• MATERIAL TO PROCESS:
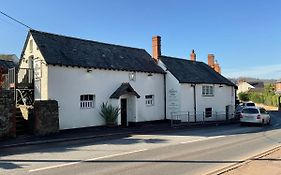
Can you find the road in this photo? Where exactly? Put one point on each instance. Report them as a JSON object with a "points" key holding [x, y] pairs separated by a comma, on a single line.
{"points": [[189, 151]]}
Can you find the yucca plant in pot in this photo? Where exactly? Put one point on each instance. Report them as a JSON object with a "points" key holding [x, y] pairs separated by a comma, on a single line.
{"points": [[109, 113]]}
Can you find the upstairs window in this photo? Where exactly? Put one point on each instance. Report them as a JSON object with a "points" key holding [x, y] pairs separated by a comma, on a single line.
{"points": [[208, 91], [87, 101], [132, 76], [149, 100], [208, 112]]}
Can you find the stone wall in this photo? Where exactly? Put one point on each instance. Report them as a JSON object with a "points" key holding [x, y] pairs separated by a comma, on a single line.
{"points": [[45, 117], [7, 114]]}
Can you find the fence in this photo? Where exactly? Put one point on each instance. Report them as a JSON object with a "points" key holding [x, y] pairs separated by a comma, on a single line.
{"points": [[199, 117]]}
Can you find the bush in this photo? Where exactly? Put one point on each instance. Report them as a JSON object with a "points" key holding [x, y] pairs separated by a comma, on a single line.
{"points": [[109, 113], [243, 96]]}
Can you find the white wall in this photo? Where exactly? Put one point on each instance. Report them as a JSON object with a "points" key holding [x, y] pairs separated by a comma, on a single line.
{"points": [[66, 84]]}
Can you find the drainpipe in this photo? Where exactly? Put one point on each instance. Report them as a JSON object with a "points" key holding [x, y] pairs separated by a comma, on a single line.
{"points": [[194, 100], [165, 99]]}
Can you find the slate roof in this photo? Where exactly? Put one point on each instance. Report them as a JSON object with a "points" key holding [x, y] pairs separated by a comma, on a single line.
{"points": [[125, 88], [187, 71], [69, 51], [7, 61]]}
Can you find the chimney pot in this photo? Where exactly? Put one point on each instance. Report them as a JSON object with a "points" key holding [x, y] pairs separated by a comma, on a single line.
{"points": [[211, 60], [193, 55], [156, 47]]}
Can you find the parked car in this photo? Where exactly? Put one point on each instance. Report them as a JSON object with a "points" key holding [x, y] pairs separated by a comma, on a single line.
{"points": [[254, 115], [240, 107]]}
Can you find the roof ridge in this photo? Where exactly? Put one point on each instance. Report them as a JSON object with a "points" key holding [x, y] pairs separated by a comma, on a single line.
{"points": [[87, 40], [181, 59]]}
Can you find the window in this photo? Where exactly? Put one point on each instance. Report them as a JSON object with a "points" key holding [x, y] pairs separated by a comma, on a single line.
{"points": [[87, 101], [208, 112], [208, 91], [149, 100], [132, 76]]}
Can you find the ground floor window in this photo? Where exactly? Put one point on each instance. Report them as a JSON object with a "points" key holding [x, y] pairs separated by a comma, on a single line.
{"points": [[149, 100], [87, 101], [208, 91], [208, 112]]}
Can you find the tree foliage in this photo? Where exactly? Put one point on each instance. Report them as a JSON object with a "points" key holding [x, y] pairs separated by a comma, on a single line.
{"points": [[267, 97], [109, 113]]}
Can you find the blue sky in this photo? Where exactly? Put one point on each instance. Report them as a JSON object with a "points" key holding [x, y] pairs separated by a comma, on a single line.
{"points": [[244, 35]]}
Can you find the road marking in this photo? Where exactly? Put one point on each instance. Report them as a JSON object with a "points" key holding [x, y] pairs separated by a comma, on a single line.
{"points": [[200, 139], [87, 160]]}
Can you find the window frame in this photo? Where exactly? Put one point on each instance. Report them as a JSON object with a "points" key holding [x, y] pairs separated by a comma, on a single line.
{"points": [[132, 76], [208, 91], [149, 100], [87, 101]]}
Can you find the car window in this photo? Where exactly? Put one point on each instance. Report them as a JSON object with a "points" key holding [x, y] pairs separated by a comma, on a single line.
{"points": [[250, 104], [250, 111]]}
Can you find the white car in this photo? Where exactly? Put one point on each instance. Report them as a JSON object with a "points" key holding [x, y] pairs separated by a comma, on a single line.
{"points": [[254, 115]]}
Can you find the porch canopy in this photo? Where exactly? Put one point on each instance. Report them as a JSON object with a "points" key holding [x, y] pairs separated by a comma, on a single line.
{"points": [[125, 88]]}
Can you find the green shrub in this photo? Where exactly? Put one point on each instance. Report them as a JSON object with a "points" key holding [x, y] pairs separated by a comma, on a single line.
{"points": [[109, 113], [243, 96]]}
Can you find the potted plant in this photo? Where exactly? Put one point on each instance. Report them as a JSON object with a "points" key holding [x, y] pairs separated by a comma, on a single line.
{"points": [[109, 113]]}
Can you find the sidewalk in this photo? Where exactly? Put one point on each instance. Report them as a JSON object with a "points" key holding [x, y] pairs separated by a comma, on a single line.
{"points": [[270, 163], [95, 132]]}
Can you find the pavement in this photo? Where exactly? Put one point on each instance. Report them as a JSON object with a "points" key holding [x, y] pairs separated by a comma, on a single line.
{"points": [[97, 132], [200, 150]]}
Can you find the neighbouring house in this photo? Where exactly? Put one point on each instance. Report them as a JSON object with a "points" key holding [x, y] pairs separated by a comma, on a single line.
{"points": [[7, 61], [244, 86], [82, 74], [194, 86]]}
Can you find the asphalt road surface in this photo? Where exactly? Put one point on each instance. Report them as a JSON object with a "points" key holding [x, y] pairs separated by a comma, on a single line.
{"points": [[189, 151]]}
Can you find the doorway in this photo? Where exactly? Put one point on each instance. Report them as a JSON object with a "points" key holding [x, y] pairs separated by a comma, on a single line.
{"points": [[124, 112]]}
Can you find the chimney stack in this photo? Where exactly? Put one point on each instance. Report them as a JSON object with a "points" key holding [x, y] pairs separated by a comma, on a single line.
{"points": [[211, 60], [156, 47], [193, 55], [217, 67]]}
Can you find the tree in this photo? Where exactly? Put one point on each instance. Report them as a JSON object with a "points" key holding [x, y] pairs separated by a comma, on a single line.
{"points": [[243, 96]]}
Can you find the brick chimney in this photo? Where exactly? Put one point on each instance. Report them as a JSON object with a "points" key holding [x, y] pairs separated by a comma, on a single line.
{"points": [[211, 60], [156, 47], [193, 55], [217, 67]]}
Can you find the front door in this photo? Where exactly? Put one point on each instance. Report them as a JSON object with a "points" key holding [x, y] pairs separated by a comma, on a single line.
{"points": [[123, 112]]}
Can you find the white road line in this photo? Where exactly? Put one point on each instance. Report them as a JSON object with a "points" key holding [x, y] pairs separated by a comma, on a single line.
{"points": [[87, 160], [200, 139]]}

• WHAT IS REQUIRED:
The listing above must be printed again exactly, minus its pictures.

• RESULT OF THE EXERCISE:
Can you find the road in this photo? Where exactly? Put one point on each instance. Report them as a JSON object with a "points" key holding [x, y] pairs separated by a comma, on a single line.
{"points": [[189, 151]]}
Can you find the yucca plant in pot in this photo? Where exactly? Put one point on each instance. Report them as a JSON object with a "points" key holding [x, y] pairs separated by a comma, on a single line.
{"points": [[109, 113]]}
Can you find the upstairs window in this photo? Where exactly? Put one point on each instance. Report them as a JSON object with a "points" key holding [x, y] pairs separated by a comma, on a single line.
{"points": [[208, 91], [87, 101], [132, 76], [149, 100], [208, 112]]}
Can you find the stone wall in this photo? Where exactly? Put one point on each instance. Report them as a JSON object with a "points" key holding [x, y] pairs separated by a comma, on a single line.
{"points": [[45, 117], [7, 114]]}
Can you find the fence in this photo? Where exactly? Put one point on each instance. Report them as a JSON object with a "points" key holding [x, y] pairs separated by a comma, on a single line.
{"points": [[199, 117]]}
Can you find the bush in this photo? Where exactly? Put one point on each instance. Report them as a JSON object with a "points" key holding [x, y] pairs separated by a comma, on a single line.
{"points": [[109, 113], [243, 96]]}
Can you find the white wall in this photo? Where exactly? Put one point on each instance. Report them as a JSON object with a "points" key holding [x, y] pairs separated by a comma, on a single line.
{"points": [[66, 84]]}
Can you find the drainpipe in this photo? Where exactly? Put one point on each instance. Report them as a JSON object with a "points" key holding [x, y] pairs separated by a comma, on a single line.
{"points": [[194, 100], [165, 99]]}
Can you find the slate roof in this photo? Where exactly? Put one point on each instance. Report them as a JSON object with a "points" key holding [x, y] pairs separated by a comma, on a single line.
{"points": [[125, 88], [187, 71], [69, 51], [7, 61]]}
Can you find the chimney pot in this photo? Where exactly? Put one point on each instance. Report them as a JSON object with a "points" key holding [x, y] pairs separated by a comma, on a single line.
{"points": [[211, 60], [193, 55], [156, 47]]}
Can you find the parked car in this photo? Where exactly? Put one point on each instance. Report them as a JSON object with a "points" key holding [x, y] pairs separated by a comma, on a single line.
{"points": [[254, 115], [240, 107]]}
Can you find the roof ridge in this photo? Where exactly? Put one point on each instance. Report them as a JSON object with a "points" key holding [x, y] pairs separated by a comma, on a single line.
{"points": [[87, 40], [181, 59]]}
Can you find the window in this photo? Where exactly? Put one point on each instance. Report them as a JSON object with a "points" key holding [x, y] pairs separated by a comma, on a single line.
{"points": [[87, 101], [208, 112], [208, 91], [149, 100], [132, 76]]}
Can you find the ground floor window in this photo? Where exactly? Put one point on each instance. Report them as a JSON object with a "points" key holding [x, y] pairs separated by a comma, on a single line.
{"points": [[149, 100], [87, 101], [208, 91], [208, 112]]}
Can you find the tree foliage in this photo? Where exactly? Put one point on each instance. Report them as a JSON object with a "points" key holding [x, y] pairs separated by a comma, on a single line.
{"points": [[267, 97], [109, 113]]}
Can you find the blue sky in this photo? Where exactly? Put one point on each instance. Report them as a JSON object with a "points" key holding [x, y] pairs separated by a comma, on a single line.
{"points": [[244, 35]]}
Can you find the road marking in this photo? Where exactly? Put one point on each instance. Report them as a JSON object with a "points" key holding [x, y] pairs separated by a comma, on a single line.
{"points": [[200, 139], [87, 160]]}
Can you find the window frame in this photo? Where exactly? Put one point on each instance. Report them as a JSON object with a "points" key holding [x, y] pairs separated by a comma, on a single line.
{"points": [[132, 76], [208, 91], [149, 100], [87, 101]]}
Can you find the car window in this photo? Where exactly? Put one point on each instance. Report them as a JSON object with a "points" key holding [x, y] pairs separated by a comma, on a single line.
{"points": [[250, 104], [250, 111]]}
Can you find the white car in this photo? Where exactly? Put one point on each instance. Report them as a JSON object with a "points" key holding [x, y] pairs separated by a comma, on a single line.
{"points": [[254, 115]]}
Can you find the porch canopy in this photo? Where exactly? Put one point on each instance. Report them as a JSON object with a "points" key holding [x, y] pairs separated by a comma, on a single line.
{"points": [[125, 88]]}
Can you find the green shrub in this photo? Where exactly? Put one point on each instance. Report them as a JSON object with a "points" key holding [x, y] pairs separated by a comma, on a single line.
{"points": [[109, 113], [243, 96]]}
Can you find the potted plant in this photo? Where exactly? Put one point on each instance. Report them as a JSON object with a "points" key holding [x, y] pairs separated by a comma, on a single line.
{"points": [[109, 113]]}
Can you find the sidewalk in this photo? Where exactly? Put one point on each instance. Report them as a JSON object with a "points" key holding [x, y] pairs separated by a comma, on a single line.
{"points": [[270, 163], [95, 132]]}
Can you find the pavement in this photo? Where exactly? Put one point on each instance. Report them as a JSON object with a "points" key holding [x, y] pairs separated by a comma, on a single line.
{"points": [[97, 132], [200, 150]]}
Can you find the neighbouring house in this photo? Where exactly? Put one point on each instance. Report them as a JSON object with a "points" key holding [x, y] pairs separated by a comma, on a single line.
{"points": [[7, 61], [244, 86], [82, 74], [194, 86]]}
Can you find the asphalt road surface in this photo? Where exactly? Put one point on each instance. Report them as a JSON object with a "points" key holding [x, y] pairs separated by a comma, on a single line.
{"points": [[189, 151]]}
Can you find the doorway in this photo? Where exactly? Put one point on each instance. Report them as a JSON object with a "points" key holding [x, y] pairs separated by a comma, on a single line.
{"points": [[124, 112]]}
Can you find the chimney stack in this photo? Where exactly? Put one point on each instance. Report them as a JSON object with a "points" key holding [x, y] pairs separated by a comma, on a single line.
{"points": [[211, 60], [156, 47], [193, 55], [217, 67]]}
Can you find the tree in this photo? Where exactly? Put one point on each instance. Report them as a JSON object with a "points" key holding [x, y] pairs separated by a comma, on a single line.
{"points": [[243, 96]]}
Can you find the brick chimney in this photo? Where exactly? Put one point on each instance. Report them as a JSON object with a "points" key holding [x, y] pairs separated by a comma, on a single line.
{"points": [[211, 60], [156, 47], [193, 55], [217, 67]]}
Can you find the front door in this photo? Where exactly? Put one point on each instance. Report them as a JSON object with a "points" key holding [x, y] pairs separated by a comma, on a single line.
{"points": [[123, 112]]}
Can you find the white road line in this photo? Where exactly? Put one point on each instance. Report them as a JSON object with a "points" key holding [x, y] pairs separated by a comma, on a single line.
{"points": [[87, 160], [200, 139]]}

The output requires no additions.